**What to do:**
Write out the lines from the first one through the line containing "88 40 L 88 38", replacing "pier railing" with "dock railing" and leaving everything else the same.

━━━━━ Material supplied ━━━━━

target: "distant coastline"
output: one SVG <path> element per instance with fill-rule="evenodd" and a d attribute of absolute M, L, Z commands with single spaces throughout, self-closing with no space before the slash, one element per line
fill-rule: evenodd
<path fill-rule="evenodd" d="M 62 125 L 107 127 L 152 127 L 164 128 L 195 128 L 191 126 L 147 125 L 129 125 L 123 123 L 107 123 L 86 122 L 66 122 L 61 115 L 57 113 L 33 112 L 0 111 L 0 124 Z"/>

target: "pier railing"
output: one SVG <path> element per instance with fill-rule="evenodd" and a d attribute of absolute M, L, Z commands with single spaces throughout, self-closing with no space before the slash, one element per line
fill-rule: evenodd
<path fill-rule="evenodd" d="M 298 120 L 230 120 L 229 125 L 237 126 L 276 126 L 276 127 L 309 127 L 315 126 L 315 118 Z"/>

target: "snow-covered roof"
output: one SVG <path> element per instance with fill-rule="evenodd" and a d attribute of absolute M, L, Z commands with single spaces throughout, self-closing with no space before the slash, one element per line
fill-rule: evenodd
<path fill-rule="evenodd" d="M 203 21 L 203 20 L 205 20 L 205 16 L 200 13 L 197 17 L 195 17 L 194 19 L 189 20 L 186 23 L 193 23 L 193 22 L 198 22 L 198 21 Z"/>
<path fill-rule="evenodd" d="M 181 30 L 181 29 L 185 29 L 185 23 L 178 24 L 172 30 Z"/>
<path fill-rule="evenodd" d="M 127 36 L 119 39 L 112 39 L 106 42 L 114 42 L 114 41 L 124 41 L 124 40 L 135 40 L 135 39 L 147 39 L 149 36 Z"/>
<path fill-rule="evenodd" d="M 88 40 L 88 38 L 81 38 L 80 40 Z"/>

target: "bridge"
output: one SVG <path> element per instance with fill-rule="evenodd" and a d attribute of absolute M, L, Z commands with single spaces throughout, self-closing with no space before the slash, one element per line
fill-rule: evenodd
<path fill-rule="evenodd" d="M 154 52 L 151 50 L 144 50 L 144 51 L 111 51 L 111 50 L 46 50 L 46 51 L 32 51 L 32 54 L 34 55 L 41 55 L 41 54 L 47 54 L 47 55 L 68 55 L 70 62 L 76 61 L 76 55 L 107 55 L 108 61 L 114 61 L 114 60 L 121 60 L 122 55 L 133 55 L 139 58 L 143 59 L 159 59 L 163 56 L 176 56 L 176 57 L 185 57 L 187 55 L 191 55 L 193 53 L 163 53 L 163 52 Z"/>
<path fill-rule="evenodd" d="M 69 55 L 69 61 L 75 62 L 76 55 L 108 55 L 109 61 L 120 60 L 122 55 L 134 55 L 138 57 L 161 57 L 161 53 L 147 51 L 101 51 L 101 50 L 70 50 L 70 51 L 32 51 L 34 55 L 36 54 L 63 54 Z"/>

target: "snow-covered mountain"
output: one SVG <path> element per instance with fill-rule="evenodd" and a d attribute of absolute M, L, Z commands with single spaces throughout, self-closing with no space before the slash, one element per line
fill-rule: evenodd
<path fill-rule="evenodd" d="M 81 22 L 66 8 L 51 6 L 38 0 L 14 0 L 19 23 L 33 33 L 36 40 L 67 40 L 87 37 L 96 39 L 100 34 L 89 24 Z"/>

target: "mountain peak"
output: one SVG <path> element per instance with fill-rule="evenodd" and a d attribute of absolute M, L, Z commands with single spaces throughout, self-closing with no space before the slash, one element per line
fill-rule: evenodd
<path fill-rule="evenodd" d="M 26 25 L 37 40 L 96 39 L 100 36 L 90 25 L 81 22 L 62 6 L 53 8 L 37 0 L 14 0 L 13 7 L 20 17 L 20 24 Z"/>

━━━━━

**Written response:**
target: "distant coastline"
output: one SVG <path> element per instance with fill-rule="evenodd" and a d attribute of absolute M, L, Z commands with single spaces throughout, self-closing with no space before the slash, one element per line
fill-rule: evenodd
<path fill-rule="evenodd" d="M 62 125 L 107 127 L 152 127 L 164 128 L 195 128 L 191 126 L 147 125 L 129 125 L 123 123 L 107 123 L 86 122 L 66 122 L 61 115 L 57 113 L 33 112 L 0 111 L 0 124 Z"/>

target: "dock railing"
output: one SVG <path> element per instance with fill-rule="evenodd" and a d attribute of absolute M, L, Z commands with single spaces throughout, self-closing with no space before the slash, one element per line
fill-rule: evenodd
<path fill-rule="evenodd" d="M 298 120 L 230 120 L 229 125 L 237 126 L 276 126 L 276 127 L 309 127 L 315 126 L 315 118 Z"/>

target: "snow-covered roof"
output: one SVG <path> element per instance with fill-rule="evenodd" and a d attribute of absolute M, L, Z commands with single spaces throughout, self-closing with no space before the slash, one element per line
fill-rule: evenodd
<path fill-rule="evenodd" d="M 203 21 L 203 20 L 205 20 L 205 16 L 200 13 L 197 17 L 195 17 L 194 19 L 189 20 L 186 23 L 193 23 L 193 22 L 198 22 L 198 21 Z"/>
<path fill-rule="evenodd" d="M 181 30 L 181 29 L 185 29 L 185 23 L 178 24 L 172 30 Z"/>
<path fill-rule="evenodd" d="M 127 36 L 119 39 L 112 39 L 106 42 L 114 42 L 114 41 L 124 41 L 124 40 L 135 40 L 135 39 L 147 39 L 149 36 Z"/>
<path fill-rule="evenodd" d="M 88 40 L 88 38 L 81 38 L 80 40 Z"/>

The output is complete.